**Passage to read**
+ + + + +

I peered through the door before I went in to see what was going on. There were more people in there than before, but it was okay. So I took a deep breath and opened the door. Okay I was in the Gym, that was good. And I had enough time to do my Cardio. Okay now I had to figure out where to put my stuff. In the lockers, were they reserved would I be taking a "Regulars" locker. I mean the stuff that races through my mind on occasions like these are hilarious. I ended up putting my stuff under the bench and I do it the same every time. Okay I had to remember to sign in as well. Okay not bad, I went to the place and just copied what everyone else was doing. Okay nothing awful had happened yet. Okay so now was the moment of truth. I looked across and saw the bike was not being used. Great, I had worried a bit that someone else would be using it and then I would be forced to wait or use the stair machine or the treadmill.

Now all I had to do was to work up the courage to walk across the entire Gym and get on the bike it was no big deal. I was worried about tripping and making a fool of myself and I did not really pay attention to how Marianne programmed the bike on Wednesday night. Maybe I would just wait until after our session and do my Cardio.

Just then I saw Marianne, she was working with someone. She saw me and said hi, then she said something like get on the bike or why don't you get on the bike. All I know is whatever she said at that moment gave me the courage to walk across and get on the bike. It was like she was giving me permission and it was all going to be okay.

(Now I know surely I can't be the only person who ever feels this way. Or maybe I am. All I know is if I can do this, surely anyone can overcome their fear of failure or embarrassment. I am sure Marianne will never fully understand how it seemed to me that she said the right thing at the right time for me those first few sessions. It is probably just how she is with everyone or maybe she knows how everyone feels at first and knows what to say. I can never fully express how huge her encouragement and her being non judgemental to me was.)

Okay so now I was heading across the Gym to the bike, I think there was someone on one of the treadmills as well, but no one else was over there. I got on the bike and pressed a few buttons and it seemed to be working. The seat was not really in the right position for me as I recall, but I peddled away. I did not know how to adjust it and I really did not want to have to stop and figure it out. It was doable, maybe just not really comfortable. When Marianne got finished with her client she came over and noticed the seat was not adjusted properly and had me get up while she adjusted it to the proper position and I finished out my time. I think I did the whole 15 minutes that night. Wow and on the 2nd time, but then I love the bike and I am sure I had NO Resistance on it. But it was still encouraging. I was grasping for every little bit of hope or any sign. I needed to keep believing I could do this. I never thought it would be easy, but I needed to believe it was within my reach if I worked at it and with Marianne's guidance.

+ + + + +

**Records supplied**
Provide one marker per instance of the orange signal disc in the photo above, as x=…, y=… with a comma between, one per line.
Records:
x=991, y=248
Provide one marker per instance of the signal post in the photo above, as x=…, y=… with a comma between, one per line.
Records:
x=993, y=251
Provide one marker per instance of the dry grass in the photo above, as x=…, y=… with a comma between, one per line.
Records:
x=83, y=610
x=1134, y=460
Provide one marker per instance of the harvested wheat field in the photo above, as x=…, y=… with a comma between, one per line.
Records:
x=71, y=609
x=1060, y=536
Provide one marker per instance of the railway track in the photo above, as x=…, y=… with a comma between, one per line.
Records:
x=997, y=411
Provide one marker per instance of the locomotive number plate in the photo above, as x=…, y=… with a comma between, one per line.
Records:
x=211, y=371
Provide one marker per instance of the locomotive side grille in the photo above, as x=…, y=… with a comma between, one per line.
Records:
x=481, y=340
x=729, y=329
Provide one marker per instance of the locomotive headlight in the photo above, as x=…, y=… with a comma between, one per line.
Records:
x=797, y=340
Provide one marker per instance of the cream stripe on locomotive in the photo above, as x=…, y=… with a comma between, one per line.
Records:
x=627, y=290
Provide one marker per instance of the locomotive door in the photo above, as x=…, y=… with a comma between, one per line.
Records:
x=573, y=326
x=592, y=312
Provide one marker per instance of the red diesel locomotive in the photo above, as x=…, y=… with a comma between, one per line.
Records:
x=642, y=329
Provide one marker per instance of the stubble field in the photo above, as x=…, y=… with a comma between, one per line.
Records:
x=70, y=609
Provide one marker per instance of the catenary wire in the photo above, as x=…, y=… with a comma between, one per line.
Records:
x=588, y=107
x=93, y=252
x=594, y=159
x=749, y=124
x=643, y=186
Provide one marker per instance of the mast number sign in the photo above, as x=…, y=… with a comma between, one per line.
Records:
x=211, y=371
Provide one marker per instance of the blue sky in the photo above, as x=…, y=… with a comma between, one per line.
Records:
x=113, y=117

+ + + + +

**What the task requires**
Carry on the first-person account of the gym visit and the stationary bike, beginning right after its final sentence.

**Response to the exercise**
As soon as I got my 15 minutes in it was time to begin. I think we started on the half ball as it is called. I have to step up with one foot then bring the other up and then step back off with the original foot. Wow a lot of thinking and making sure I am on the correct foot. Then add the instability of the ball you have to compensate with your ankles and legs to maintain balance. Marianne was spotting me and she was trying to carry on a conversation, but it was taking all of my concentration to get it all correct. I hope she did not think I was being rude. And the last thing I wanted to do was to fall and go tumbling across the floor and totally embarrass myself.

Next we did the crack the walnut with your butt cheek one again. It was nice to do something we had done before and I had survived that one so I could do it again. I think we might have done some arms as well with the weights on the pulley's. And we did the sit on the low table and stand up without having your knees cross your toes. Think maybe in the middle she had me ride the bike for 2 minutes keeping it above 70 rpms. That was probably to give me a rest but to keep me working out.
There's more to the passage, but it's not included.